_What this exercise asks_.
(A) According to the supercomputer article, what peak and sustained LINPACK performance is rumored for the Xingyi machine at NSC Guangzhou?
(B) Carry on the article about the Tianhe-3 supercomputer from its final sentence.

_Text passage_.

The Mystery Of Tianhe-3, The World’s Fastest Supercomputer, Solved?

We don’t like a mystery and we particularly don’t like it when what is very likely the most powerful supercomputer in the world – at this time anyway – is veiled in secrecy. But that is what the Tianhe-3 supercomputer built for the National Supercomputer Center in Guangzhou, China has been. Everyone has been trying to suss out what this system might look like. And the usual suspects here in the United States who would normally know, don’t.

So we are going to take a stab at figuring out what Tianhe-3 might look like. Just like we did for the “Oceanlight” system installed at the National Supercomputer Center in Wuxi, China before some details of the machine were disclosed thanks to the Gordon Bell Prizes that this particular beast has won.

Both the Oceanlight system and the Tianhe-3 machine, which very likely has the nickname “Xingyi” based on recent reports coming out of the Middle Kingdom, are too important to ignore. And we need to not only understand these two machines ahead of the formal disclosure of the capabilities of the “El Capitan” supercomputer being built right now at Lawrence Livermore National Laboratory by Hewlett Packard Enterprise in conjunction with compute engine supplier AMD. We need to know because we want to understand the very different – and yet, in some ways similar – architectural path that China seems to have taken with the Xingyi architecture to break through the exascale barrier.

Just because the details of these machines in their fullest configurations have not been disclosed by the Chinese government does not mean they do not loom large over the upper echelons of supercomputing.

That is why in our analysis of the Top500 supercomputer rankings back in November, we reminded everyone that based on the rumored performance of Xingyi at NSC Guangzhou – 2.05 exaflops peak and 1.57 exaflops sustained on High Performance LINPACK – that it was the most powerful machine yet assembled on Earth. And we also reminded everyone that the Oceanlight system at NSC Wuxi was the second most powerful machine on the planet, with 1.5 exaflops peak and around 1.22 exaflops sustained on LINPACK. So this is how the actual Top30 supercomputer rankings in November might have looked had China submitted results:

We think there is a very good chance that El Capitan will come in at 2.3 exaflops peak when it is fully fired up, hopefully by the June 2024 rankings. You can bet Elon Musk’s last dollar that the premiere supercomputing lab in the United States will be getting all the help it needs to beat what we think the two Chinese machines can do.

_Segmentation mask data_.

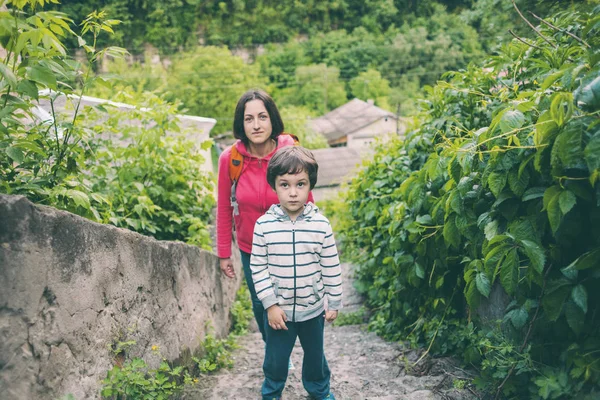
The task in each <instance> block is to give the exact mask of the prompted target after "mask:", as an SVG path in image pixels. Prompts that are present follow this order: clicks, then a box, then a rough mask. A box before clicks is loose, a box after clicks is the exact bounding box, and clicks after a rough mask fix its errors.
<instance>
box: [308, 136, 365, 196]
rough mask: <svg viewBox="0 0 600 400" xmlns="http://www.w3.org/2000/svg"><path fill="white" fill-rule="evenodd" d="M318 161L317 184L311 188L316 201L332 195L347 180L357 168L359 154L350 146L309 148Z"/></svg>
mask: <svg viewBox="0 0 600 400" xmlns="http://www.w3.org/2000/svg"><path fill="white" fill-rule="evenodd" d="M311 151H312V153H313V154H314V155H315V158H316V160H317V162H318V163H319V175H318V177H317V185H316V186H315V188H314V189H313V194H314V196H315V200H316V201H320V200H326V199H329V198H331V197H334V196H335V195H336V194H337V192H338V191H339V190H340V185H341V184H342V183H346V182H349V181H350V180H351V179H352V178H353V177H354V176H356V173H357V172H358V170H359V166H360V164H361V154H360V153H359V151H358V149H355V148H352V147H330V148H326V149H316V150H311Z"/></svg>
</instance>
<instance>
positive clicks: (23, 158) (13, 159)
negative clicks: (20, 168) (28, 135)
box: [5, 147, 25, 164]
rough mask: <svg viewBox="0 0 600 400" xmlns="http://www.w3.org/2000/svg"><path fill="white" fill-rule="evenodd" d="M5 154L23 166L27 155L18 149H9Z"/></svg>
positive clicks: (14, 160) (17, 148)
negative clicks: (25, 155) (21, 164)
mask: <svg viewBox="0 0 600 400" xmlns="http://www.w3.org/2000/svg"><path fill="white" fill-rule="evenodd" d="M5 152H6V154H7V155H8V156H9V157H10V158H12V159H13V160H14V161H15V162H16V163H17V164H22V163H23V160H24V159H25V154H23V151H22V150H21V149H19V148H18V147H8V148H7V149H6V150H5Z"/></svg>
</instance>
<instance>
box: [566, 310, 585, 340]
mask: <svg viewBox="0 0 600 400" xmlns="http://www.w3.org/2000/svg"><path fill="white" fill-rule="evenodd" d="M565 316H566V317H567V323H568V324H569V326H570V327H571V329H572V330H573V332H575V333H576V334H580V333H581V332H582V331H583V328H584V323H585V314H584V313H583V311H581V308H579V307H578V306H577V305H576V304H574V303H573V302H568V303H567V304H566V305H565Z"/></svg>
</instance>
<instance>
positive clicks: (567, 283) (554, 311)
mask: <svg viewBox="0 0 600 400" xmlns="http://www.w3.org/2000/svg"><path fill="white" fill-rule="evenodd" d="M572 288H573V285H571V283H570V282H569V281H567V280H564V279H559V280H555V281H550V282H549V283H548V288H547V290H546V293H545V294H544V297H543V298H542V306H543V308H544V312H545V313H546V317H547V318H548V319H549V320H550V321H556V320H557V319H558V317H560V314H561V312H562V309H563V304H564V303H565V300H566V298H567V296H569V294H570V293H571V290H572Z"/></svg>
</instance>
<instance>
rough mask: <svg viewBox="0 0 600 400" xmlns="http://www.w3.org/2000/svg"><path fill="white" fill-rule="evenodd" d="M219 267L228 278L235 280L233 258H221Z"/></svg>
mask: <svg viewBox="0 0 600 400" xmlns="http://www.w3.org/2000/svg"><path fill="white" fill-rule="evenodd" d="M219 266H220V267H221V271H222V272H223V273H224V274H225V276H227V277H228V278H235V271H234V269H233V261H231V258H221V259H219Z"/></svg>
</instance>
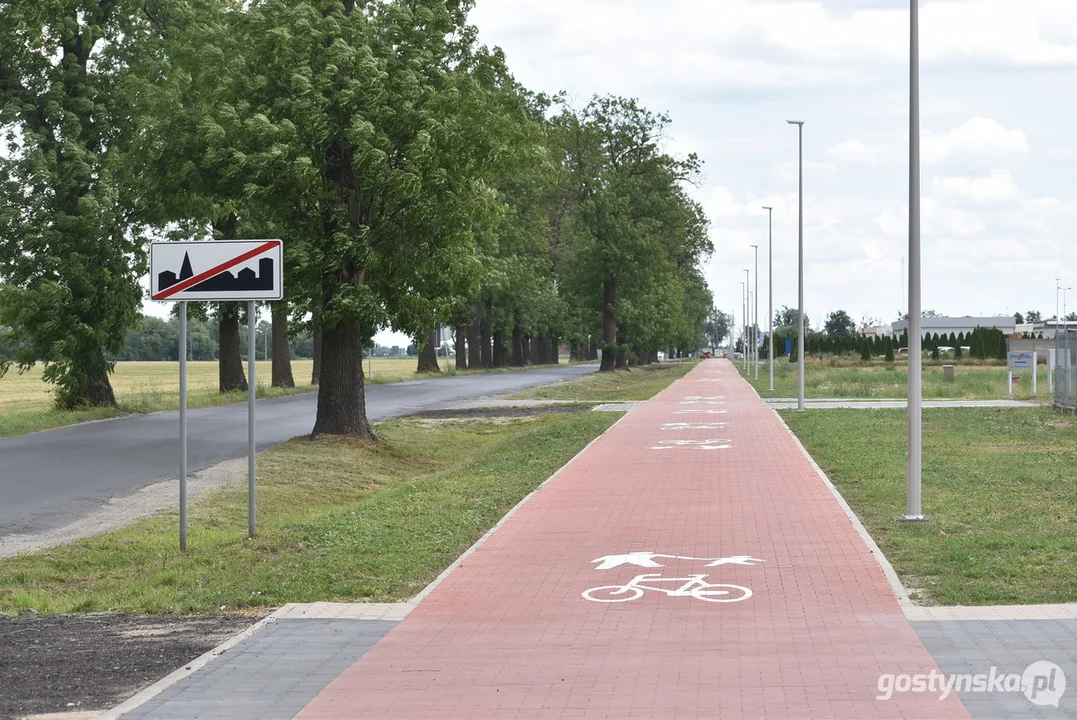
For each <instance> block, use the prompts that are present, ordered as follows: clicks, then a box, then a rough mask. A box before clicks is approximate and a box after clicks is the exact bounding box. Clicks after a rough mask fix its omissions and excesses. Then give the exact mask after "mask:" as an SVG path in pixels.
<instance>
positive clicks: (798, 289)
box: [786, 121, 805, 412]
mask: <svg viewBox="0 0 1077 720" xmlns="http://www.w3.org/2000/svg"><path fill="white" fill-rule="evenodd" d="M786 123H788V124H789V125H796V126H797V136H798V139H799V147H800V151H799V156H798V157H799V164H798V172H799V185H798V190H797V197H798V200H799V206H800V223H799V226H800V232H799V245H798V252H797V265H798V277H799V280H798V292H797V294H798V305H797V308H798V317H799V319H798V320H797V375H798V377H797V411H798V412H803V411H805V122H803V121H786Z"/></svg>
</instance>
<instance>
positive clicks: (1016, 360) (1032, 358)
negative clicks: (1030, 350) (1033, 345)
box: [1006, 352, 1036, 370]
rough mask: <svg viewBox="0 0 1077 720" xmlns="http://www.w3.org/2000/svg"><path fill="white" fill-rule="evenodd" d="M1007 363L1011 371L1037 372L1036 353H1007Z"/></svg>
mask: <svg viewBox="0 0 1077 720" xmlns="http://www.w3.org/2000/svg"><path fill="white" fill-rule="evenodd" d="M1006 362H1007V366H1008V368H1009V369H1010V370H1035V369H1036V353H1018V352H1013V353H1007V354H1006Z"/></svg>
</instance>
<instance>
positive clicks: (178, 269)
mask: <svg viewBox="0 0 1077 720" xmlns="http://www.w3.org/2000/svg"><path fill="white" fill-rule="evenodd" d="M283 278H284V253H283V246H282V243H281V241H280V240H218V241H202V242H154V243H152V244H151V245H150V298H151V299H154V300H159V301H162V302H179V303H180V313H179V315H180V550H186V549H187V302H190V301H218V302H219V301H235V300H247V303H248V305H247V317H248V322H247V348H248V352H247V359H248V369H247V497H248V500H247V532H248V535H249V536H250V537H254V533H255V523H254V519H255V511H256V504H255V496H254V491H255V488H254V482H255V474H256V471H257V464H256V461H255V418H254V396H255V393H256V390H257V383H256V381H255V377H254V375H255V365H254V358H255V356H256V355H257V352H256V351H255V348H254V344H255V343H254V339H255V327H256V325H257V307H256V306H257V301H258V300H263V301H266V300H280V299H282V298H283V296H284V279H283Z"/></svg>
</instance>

_Solved problems_.
(A) 2.05 exaflops peak and 1.57 exaflops sustained on High Performance LINPACK.

(B)
An Evolutionary Approach

There have been five Tianhe machines built in China (six if you count the Tianhe-3 prototype), all of them designed and constructed by the National University of Defense Technology. (Tianhe is Chinese for “Sky River” and refers to what we in North American and Europe call “Milky Way” after the edge of our galaxy that we can see spanning the night sky.) And as you can see, the third machine, Tianhe-2A, is still powerful enough to make the Top30 rankings of real supercomputers even after being in the field for a long time.

Tianhe-1 was revealed in October 2009, and was ranked fifth on the Top500 list that fall. Tianhe-1 had a hybrid CPU-GPU architecture, which was just starting to become more commonplace at the time, and used 5,120 Intel Xeon E5 processors that were paired 1:1 with 5,120 AMD GPU. There were 2,560 two-socket Xeons server nodes with an equal number of dual Radeon 4870 X2 cards. This machine had 1.2 petaflops peak and 563 teraflops of LINPACK oomph. This machine was installed at the National Supercomputer Center in Tianjin, China. (Which is why our original Top500 chart back in November placed Tianhe-3 there incorrectly.)

The Tianhe-1A supercomputer at NSC Taijin in China.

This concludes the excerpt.